[RECORDED INFORMATION]
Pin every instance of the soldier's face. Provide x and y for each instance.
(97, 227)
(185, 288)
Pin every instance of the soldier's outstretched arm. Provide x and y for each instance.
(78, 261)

[GIVEN INSTRUCTION]
Convert the material into a numbered list, one line per item, with blank lines omitted.

[SOLUTION TO THE PROBLEM]
1. Pin every instance of the soldier's face. Provide x and y for each instance.
2. (97, 227)
3. (185, 288)
4. Pin every instance of the soldier's outstretched arm. Provide x and y for each instance.
5. (78, 261)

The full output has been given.